### What to work on
Reproduce, unchanged, the part of the listing below that begins with the line containing "Detect: soldier wearing hat" and continues through the end of the listing, including both of those lines and nothing else.

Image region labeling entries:
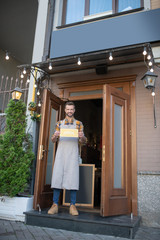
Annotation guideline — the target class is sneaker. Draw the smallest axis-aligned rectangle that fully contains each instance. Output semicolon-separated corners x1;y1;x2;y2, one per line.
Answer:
69;204;79;216
48;203;58;214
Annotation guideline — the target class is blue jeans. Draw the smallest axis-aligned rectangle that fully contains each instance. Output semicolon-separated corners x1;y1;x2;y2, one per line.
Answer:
53;188;77;205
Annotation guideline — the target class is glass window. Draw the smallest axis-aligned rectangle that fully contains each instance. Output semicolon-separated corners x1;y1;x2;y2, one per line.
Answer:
118;0;141;12
66;0;85;24
89;0;112;15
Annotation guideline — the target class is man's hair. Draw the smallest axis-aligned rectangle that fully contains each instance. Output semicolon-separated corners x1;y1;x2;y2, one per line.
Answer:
64;102;75;108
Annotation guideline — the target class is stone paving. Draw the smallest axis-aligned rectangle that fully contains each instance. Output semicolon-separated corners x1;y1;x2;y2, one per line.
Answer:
0;219;160;240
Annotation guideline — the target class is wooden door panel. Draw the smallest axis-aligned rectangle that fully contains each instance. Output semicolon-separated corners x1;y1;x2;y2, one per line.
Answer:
33;89;63;209
101;85;131;216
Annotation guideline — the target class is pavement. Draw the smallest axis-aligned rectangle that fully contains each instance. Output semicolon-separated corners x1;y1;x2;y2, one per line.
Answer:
0;219;160;240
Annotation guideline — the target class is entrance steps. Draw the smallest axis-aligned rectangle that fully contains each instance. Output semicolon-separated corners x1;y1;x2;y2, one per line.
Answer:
25;208;141;239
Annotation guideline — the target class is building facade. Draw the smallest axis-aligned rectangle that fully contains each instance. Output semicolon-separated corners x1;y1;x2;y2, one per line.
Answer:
1;0;160;227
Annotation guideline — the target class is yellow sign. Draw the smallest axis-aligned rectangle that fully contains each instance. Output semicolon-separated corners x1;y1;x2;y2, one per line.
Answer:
60;128;78;138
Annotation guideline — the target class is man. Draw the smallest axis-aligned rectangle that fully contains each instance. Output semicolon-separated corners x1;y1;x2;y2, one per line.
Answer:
48;102;86;215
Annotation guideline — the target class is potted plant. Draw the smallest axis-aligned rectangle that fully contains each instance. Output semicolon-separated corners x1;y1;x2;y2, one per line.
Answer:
28;102;37;112
30;112;41;121
0;99;34;221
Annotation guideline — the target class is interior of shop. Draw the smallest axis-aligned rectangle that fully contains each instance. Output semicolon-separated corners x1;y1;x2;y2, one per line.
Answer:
74;99;102;209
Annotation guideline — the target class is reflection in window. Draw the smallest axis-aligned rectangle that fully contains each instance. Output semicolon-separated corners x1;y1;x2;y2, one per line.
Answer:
118;0;141;12
66;0;85;24
89;0;112;15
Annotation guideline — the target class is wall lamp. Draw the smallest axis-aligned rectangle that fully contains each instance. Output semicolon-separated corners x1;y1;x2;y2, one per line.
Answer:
141;71;158;128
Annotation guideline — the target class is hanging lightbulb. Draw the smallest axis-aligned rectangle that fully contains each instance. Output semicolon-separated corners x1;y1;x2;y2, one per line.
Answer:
5;52;9;60
151;89;156;97
147;53;151;60
48;63;52;70
38;101;41;107
77;57;82;65
143;47;147;56
109;52;113;61
21;73;24;78
23;68;27;74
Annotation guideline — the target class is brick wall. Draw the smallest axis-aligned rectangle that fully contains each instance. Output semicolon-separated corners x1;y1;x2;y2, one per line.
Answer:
151;0;160;9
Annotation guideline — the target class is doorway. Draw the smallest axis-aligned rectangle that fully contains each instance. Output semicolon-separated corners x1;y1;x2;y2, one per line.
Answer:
74;99;103;209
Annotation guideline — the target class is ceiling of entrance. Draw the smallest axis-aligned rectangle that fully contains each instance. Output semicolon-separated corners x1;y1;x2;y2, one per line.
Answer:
0;0;38;63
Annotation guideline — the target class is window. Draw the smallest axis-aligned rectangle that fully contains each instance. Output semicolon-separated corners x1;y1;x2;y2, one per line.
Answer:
62;0;143;25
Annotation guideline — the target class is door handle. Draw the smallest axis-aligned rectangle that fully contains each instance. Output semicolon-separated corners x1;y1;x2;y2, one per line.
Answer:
39;145;46;160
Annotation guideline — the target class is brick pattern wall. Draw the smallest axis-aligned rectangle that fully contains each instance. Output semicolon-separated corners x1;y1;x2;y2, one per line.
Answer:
151;0;160;9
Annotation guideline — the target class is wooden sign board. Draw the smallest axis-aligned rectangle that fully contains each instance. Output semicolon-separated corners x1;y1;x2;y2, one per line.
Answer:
63;164;95;207
60;128;78;138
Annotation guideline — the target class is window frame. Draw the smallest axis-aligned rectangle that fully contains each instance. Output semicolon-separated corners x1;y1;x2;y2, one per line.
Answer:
61;0;144;26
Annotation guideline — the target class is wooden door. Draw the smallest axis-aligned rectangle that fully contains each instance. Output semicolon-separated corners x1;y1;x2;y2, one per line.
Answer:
101;84;131;216
33;89;63;209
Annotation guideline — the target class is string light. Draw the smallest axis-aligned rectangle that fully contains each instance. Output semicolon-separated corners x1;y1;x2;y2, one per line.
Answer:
77;57;82;65
23;68;27;74
109;52;113;61
143;47;147;56
5;52;9;60
21;73;24;78
48;63;52;70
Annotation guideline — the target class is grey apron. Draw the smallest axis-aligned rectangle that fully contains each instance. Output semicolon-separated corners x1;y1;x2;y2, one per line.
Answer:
51;120;79;190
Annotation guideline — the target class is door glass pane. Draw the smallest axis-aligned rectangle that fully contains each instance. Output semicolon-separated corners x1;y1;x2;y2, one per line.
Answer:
66;0;85;24
70;89;102;97
46;108;56;184
118;0;141;12
114;104;122;188
89;0;112;15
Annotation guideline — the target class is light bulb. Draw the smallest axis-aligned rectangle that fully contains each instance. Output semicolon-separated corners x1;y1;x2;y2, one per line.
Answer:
48;63;52;70
109;52;113;61
143;47;147;56
151;90;156;97
21;73;24;78
77;58;82;65
5;52;9;60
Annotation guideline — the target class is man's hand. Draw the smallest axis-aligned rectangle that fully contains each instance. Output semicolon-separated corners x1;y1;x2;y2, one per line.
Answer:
51;131;60;142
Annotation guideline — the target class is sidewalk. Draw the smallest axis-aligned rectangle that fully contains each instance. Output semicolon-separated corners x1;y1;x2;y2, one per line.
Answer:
0;219;160;240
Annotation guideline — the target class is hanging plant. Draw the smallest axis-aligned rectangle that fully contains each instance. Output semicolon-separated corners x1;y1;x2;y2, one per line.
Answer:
30;112;41;121
0;99;34;197
28;102;37;112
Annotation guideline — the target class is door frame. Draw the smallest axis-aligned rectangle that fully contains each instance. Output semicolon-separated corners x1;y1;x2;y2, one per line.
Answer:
57;75;138;216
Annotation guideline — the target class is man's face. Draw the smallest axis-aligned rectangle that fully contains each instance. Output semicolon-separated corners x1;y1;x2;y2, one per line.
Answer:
65;105;75;117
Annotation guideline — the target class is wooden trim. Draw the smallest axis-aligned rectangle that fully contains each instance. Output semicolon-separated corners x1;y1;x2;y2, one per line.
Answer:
57;75;137;89
61;0;67;25
62;164;96;207
130;82;138;216
84;0;90;16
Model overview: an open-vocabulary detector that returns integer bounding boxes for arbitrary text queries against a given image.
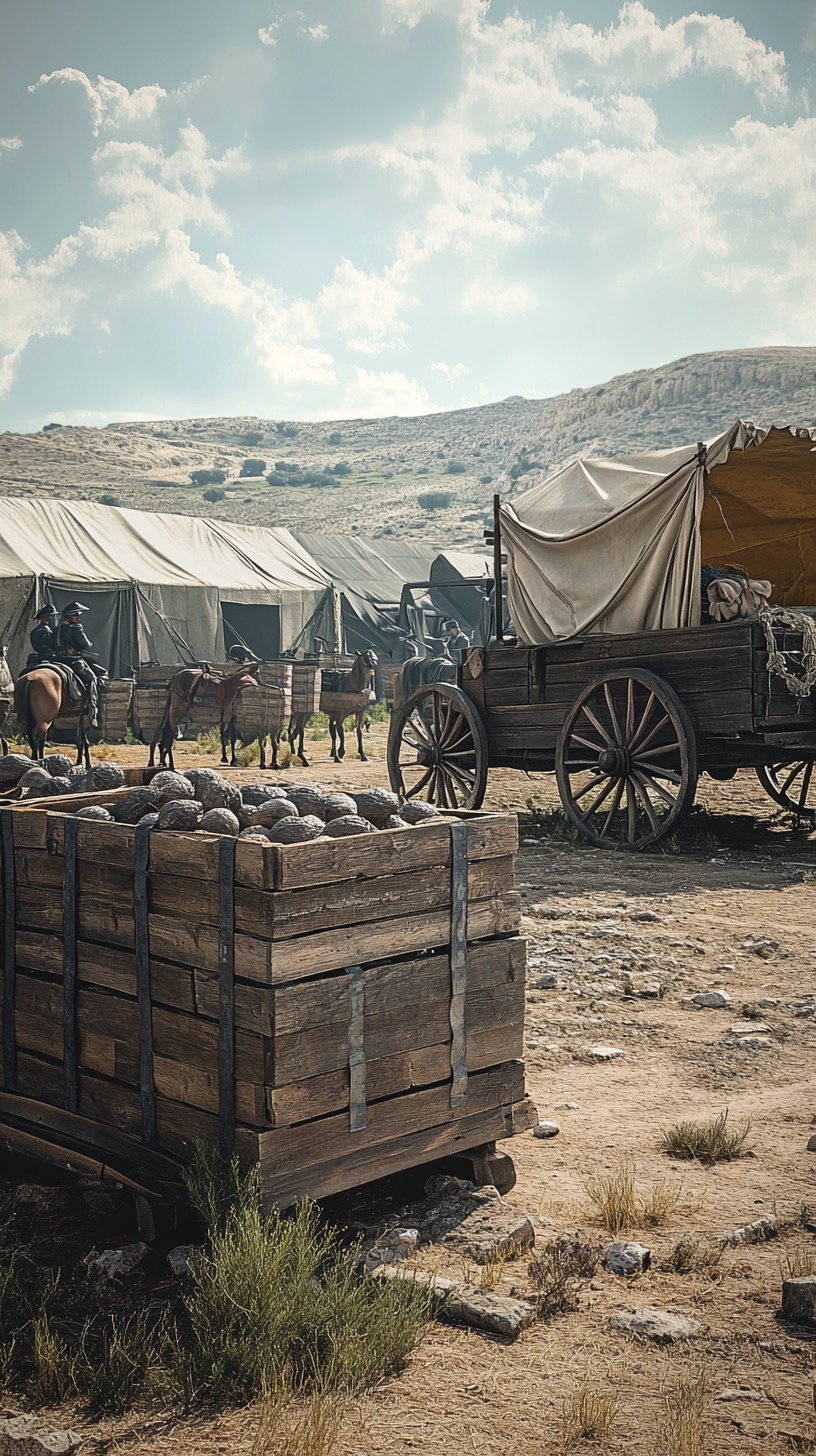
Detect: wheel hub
[597,745,632,779]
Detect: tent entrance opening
[221,601,280,662]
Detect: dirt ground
[7,725,816,1456]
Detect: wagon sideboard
[459,622,816,770]
[0,791,535,1206]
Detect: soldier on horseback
[52,601,99,728]
[23,601,57,673]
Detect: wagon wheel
[388,683,487,810]
[756,759,816,815]
[555,667,697,849]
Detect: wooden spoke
[632,713,672,759]
[581,703,612,748]
[629,693,654,753]
[555,667,702,849]
[388,683,488,808]
[756,759,816,817]
[603,683,624,743]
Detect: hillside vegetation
[0,347,816,552]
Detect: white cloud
[342,365,434,416]
[316,258,408,354]
[431,360,471,384]
[29,66,168,137]
[0,232,86,399]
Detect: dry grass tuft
[781,1243,816,1278]
[561,1385,619,1450]
[584,1163,640,1233]
[93,743,119,763]
[669,1235,723,1277]
[252,1386,342,1456]
[654,1373,710,1456]
[663,1108,750,1163]
[584,1162,682,1233]
[527,1236,602,1319]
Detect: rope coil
[758,607,816,697]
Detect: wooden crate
[291,662,323,716]
[0,789,535,1206]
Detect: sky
[0,0,816,430]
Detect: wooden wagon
[389,431,816,849]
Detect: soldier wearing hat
[25,601,57,673]
[54,601,99,728]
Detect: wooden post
[493,495,504,642]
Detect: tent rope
[758,607,816,697]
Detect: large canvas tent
[501,419,816,645]
[296,531,437,661]
[0,498,340,677]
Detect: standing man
[55,601,99,728]
[442,617,471,652]
[25,601,57,673]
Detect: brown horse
[147,662,268,769]
[289,648,379,767]
[12,667,90,769]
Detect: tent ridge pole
[493,495,504,642]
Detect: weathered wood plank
[258,1098,538,1208]
[267,1019,525,1127]
[258,1061,525,1182]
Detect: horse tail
[23,677,36,751]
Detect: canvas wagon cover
[501,419,816,645]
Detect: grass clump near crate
[584,1162,682,1233]
[654,1373,711,1456]
[527,1236,602,1319]
[561,1385,619,1452]
[663,1108,750,1165]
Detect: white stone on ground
[609,1307,702,1345]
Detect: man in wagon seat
[54,601,99,728]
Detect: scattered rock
[782,1274,816,1325]
[0,1415,85,1456]
[605,1239,651,1274]
[723,1213,780,1245]
[743,935,780,961]
[168,1243,201,1278]
[692,990,731,1010]
[415,1175,535,1264]
[90,1243,147,1278]
[376,1264,536,1335]
[609,1309,702,1345]
[364,1229,420,1270]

### The completed task
Detect: soldier wearing hat
[25,601,57,673]
[54,601,99,728]
Detect: wooden post
[493,495,504,642]
Detect: tent rope
[758,607,816,697]
Detect: large canvas tent
[501,419,816,645]
[296,531,437,661]
[0,498,340,677]
Detect: standing man
[55,601,99,728]
[442,617,471,652]
[25,601,57,673]
Detect: brown horse
[147,662,268,769]
[289,648,379,767]
[12,667,90,769]
Detect: tent ridge pole
[493,495,504,642]
Detect: weathered wood plank
[258,1098,538,1208]
[267,1019,525,1127]
[258,1061,525,1182]
Detect: horse tail
[23,677,36,751]
Detect: canvas wagon cover
[501,419,816,645]
Detect: grass clump near crate
[584,1162,682,1233]
[654,1373,711,1456]
[527,1236,602,1319]
[561,1385,619,1452]
[663,1108,750,1165]
Detect: white stone on ground
[609,1307,702,1345]
Detect: man in wagon seat
[54,601,99,728]
Detect: scattered rock
[782,1274,816,1325]
[0,1415,85,1456]
[605,1239,651,1274]
[723,1213,780,1245]
[743,935,780,961]
[168,1243,201,1278]
[692,990,731,1010]
[415,1175,535,1264]
[90,1243,147,1278]
[376,1264,536,1335]
[609,1309,702,1345]
[364,1229,420,1270]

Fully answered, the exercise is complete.